┌──

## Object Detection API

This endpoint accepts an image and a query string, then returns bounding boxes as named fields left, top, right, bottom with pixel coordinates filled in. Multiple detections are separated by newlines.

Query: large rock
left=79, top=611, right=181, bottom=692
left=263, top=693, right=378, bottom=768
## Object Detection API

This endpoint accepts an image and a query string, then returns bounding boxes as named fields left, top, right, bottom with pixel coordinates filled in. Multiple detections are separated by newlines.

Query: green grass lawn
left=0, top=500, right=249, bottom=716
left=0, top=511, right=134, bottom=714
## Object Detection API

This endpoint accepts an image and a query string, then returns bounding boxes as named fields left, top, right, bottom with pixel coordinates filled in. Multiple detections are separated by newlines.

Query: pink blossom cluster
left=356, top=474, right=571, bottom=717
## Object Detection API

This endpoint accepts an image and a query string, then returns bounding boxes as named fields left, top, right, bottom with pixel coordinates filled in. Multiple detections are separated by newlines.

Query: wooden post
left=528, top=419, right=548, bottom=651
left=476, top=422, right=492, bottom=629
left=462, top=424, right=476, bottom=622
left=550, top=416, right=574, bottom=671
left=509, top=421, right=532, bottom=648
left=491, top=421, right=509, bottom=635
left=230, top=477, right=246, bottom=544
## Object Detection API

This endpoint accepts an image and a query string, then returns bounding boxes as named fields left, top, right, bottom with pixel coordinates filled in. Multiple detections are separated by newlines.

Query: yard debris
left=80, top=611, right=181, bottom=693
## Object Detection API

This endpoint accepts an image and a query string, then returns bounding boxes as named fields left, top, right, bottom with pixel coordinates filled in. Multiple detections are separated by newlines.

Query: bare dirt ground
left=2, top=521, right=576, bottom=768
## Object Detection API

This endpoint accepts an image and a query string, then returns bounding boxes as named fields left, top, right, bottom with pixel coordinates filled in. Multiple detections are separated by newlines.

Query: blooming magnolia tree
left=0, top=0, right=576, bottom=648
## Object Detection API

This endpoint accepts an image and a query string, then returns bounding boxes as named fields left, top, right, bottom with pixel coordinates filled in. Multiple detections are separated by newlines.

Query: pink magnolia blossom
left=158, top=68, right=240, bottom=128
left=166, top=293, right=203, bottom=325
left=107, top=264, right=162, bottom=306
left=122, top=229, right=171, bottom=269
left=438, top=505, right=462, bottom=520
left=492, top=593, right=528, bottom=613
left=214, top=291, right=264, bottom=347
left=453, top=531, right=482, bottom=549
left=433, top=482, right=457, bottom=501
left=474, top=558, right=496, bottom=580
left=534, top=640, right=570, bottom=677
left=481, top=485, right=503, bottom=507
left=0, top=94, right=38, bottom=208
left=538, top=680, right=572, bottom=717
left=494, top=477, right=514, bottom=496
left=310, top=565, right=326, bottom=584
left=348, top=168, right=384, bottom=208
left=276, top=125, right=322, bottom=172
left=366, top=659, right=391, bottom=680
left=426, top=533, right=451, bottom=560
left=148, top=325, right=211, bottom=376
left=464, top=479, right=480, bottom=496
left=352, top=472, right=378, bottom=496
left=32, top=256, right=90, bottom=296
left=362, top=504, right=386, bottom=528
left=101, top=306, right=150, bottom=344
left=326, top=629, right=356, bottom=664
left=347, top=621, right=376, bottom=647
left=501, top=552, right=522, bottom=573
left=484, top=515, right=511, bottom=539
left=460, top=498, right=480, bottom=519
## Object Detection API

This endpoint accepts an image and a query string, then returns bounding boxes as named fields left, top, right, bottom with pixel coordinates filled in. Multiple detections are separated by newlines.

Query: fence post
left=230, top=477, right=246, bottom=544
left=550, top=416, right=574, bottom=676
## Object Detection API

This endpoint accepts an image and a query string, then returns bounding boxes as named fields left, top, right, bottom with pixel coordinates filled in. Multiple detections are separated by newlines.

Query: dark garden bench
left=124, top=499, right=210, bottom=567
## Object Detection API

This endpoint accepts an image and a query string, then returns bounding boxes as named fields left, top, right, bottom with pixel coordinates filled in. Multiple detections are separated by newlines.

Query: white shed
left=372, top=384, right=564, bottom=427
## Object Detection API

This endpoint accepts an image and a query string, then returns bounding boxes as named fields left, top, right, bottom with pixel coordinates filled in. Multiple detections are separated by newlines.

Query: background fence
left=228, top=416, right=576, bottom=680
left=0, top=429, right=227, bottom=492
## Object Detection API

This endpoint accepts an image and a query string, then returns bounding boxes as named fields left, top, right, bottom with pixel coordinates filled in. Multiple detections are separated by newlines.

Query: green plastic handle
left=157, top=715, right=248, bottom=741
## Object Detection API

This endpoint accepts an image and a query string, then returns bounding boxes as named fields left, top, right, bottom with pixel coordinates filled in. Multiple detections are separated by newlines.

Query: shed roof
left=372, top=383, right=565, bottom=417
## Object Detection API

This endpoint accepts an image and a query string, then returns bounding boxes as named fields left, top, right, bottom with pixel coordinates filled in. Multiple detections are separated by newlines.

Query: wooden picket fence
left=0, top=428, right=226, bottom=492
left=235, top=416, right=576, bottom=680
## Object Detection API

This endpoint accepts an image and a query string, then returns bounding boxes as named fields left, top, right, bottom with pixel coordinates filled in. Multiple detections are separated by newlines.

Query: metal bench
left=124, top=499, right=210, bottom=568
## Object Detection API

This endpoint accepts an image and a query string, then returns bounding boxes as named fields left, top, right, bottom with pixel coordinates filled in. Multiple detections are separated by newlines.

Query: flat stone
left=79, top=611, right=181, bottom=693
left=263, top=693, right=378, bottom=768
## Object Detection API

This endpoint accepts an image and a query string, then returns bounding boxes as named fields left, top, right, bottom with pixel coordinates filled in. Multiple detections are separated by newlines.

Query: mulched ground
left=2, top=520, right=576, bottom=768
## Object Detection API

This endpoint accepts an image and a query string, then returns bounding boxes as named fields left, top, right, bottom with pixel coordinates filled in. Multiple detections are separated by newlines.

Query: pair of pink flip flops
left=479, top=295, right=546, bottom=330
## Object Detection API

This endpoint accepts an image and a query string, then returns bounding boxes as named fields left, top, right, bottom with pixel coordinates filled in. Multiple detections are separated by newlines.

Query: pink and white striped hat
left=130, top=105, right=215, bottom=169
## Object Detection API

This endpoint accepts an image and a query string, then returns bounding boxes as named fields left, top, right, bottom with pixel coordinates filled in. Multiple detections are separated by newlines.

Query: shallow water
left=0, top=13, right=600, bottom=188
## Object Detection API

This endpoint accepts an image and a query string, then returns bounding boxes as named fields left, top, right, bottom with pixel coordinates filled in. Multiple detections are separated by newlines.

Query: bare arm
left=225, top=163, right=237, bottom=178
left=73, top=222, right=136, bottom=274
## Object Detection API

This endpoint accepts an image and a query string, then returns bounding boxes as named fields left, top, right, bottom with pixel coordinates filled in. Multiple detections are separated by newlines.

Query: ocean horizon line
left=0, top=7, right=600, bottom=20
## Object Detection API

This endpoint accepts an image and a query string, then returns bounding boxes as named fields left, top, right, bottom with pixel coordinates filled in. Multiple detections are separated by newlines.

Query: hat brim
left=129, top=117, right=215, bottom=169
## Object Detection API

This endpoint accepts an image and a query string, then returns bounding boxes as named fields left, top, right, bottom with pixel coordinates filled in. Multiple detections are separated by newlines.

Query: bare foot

└──
┌──

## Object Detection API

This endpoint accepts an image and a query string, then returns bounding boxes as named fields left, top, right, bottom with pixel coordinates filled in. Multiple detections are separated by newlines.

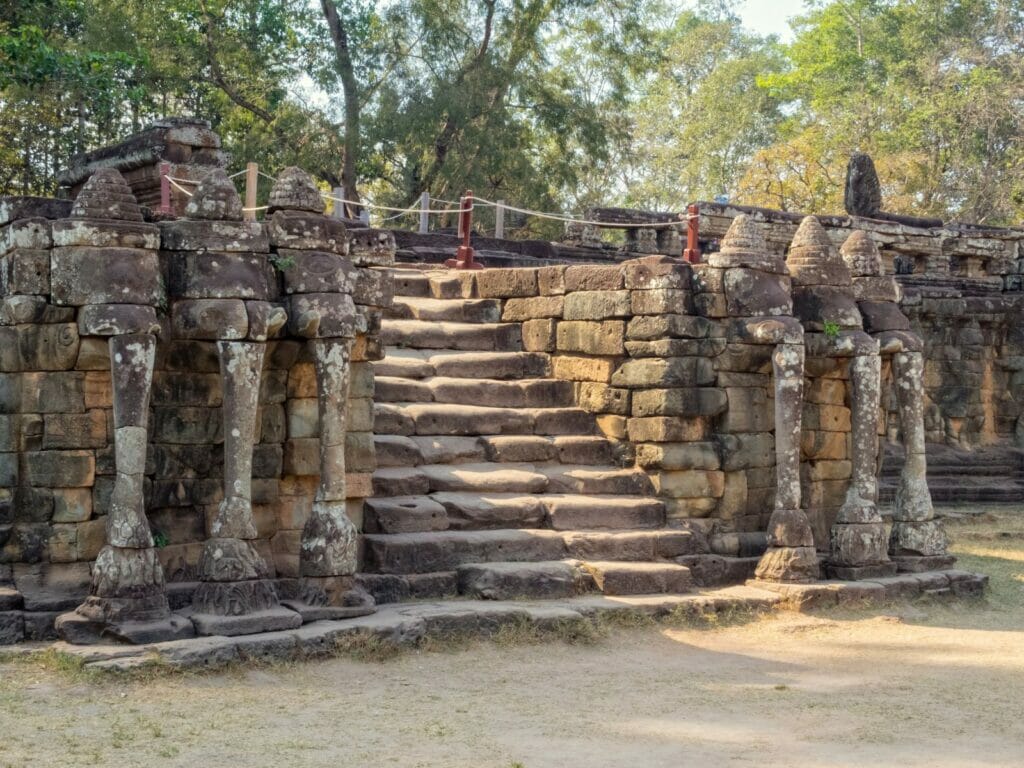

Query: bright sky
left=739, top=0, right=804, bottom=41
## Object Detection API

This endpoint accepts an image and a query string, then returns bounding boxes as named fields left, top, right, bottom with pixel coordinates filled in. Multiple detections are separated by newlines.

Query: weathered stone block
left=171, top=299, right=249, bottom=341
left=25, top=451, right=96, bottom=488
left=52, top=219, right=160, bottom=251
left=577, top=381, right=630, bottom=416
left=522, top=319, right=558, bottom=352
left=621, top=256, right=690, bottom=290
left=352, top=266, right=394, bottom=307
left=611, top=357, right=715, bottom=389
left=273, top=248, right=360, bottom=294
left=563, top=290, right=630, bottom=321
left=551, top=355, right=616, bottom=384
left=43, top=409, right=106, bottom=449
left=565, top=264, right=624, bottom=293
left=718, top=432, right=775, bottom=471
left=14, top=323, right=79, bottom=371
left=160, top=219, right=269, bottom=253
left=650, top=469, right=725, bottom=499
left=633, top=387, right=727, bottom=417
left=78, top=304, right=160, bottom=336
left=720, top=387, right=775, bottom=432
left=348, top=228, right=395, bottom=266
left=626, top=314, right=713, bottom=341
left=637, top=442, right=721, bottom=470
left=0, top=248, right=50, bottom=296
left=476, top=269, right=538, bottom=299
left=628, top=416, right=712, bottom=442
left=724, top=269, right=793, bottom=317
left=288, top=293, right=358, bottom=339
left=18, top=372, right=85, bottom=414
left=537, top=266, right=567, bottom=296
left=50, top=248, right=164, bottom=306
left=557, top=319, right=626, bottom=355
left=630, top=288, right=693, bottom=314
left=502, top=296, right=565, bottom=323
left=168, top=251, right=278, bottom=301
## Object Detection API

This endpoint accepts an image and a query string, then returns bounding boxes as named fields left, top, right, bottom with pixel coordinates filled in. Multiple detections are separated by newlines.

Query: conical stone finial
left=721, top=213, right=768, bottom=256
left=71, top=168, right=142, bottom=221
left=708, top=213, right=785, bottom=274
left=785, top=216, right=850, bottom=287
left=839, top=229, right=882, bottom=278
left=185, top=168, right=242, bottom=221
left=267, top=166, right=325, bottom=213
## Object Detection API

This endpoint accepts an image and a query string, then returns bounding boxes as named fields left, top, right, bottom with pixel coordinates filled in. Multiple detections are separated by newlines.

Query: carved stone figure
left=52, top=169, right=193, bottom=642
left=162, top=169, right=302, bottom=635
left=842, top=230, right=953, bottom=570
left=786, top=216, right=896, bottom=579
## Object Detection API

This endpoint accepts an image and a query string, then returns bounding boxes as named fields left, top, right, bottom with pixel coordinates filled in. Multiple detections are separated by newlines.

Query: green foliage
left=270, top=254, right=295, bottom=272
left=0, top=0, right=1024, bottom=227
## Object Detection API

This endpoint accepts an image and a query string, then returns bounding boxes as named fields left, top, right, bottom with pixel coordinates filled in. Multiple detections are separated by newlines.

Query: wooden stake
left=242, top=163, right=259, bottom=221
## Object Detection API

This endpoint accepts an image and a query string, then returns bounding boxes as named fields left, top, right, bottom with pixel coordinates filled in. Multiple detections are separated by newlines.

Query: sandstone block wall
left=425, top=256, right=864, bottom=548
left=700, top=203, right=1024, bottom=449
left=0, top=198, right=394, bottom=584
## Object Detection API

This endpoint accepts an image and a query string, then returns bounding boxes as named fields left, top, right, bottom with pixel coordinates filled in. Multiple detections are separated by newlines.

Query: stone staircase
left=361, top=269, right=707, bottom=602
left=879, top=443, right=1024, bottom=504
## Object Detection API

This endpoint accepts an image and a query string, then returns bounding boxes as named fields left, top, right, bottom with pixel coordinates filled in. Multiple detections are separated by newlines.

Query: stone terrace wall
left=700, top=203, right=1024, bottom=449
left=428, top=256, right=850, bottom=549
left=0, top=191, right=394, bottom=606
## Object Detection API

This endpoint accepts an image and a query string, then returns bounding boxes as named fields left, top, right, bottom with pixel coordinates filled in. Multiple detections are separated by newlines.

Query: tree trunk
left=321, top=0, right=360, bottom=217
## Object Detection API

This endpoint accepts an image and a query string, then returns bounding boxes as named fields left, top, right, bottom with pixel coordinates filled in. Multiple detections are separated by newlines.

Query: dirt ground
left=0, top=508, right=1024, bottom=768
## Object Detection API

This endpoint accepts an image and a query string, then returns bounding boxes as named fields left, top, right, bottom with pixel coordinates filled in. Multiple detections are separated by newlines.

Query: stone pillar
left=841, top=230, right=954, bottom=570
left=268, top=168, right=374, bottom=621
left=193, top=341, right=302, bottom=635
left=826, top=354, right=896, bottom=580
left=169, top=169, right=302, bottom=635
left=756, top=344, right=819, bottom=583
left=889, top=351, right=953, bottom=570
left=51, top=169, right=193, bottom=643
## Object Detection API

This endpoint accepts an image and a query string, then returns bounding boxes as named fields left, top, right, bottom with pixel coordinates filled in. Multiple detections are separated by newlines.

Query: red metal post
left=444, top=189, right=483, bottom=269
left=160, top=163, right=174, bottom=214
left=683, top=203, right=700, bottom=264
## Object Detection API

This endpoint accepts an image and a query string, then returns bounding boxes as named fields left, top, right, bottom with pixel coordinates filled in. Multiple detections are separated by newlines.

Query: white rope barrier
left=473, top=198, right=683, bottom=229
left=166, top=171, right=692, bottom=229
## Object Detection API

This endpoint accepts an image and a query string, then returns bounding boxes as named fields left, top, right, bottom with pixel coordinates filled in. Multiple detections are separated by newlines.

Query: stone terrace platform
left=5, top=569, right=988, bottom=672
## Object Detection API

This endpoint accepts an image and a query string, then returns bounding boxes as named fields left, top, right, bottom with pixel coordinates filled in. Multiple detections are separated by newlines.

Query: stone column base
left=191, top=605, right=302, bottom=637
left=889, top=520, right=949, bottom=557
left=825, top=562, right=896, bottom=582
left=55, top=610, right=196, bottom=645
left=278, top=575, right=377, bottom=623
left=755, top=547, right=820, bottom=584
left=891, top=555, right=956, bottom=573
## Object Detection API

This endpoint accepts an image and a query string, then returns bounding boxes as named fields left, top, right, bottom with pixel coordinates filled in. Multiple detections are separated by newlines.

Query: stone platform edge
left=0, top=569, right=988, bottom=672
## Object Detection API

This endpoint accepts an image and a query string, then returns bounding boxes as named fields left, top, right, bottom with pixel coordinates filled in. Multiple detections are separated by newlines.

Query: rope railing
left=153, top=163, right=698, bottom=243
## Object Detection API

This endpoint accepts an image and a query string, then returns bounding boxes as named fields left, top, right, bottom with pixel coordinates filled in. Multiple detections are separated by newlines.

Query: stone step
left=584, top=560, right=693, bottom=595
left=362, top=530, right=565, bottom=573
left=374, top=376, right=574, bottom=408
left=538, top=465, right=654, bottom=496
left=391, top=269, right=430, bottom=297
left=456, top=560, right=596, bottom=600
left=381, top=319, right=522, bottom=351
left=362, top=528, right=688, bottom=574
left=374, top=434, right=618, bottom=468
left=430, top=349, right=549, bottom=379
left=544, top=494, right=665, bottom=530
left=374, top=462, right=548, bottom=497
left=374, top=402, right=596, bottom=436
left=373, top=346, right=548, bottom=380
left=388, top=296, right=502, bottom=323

└──

* _Short exercise_
List every line in the items above that contains the string "block". Case counts, so only lines where the string appears with the same capitalization should be included.

* _Final answer_
Query: weathered stone block
Query: sandstone block wall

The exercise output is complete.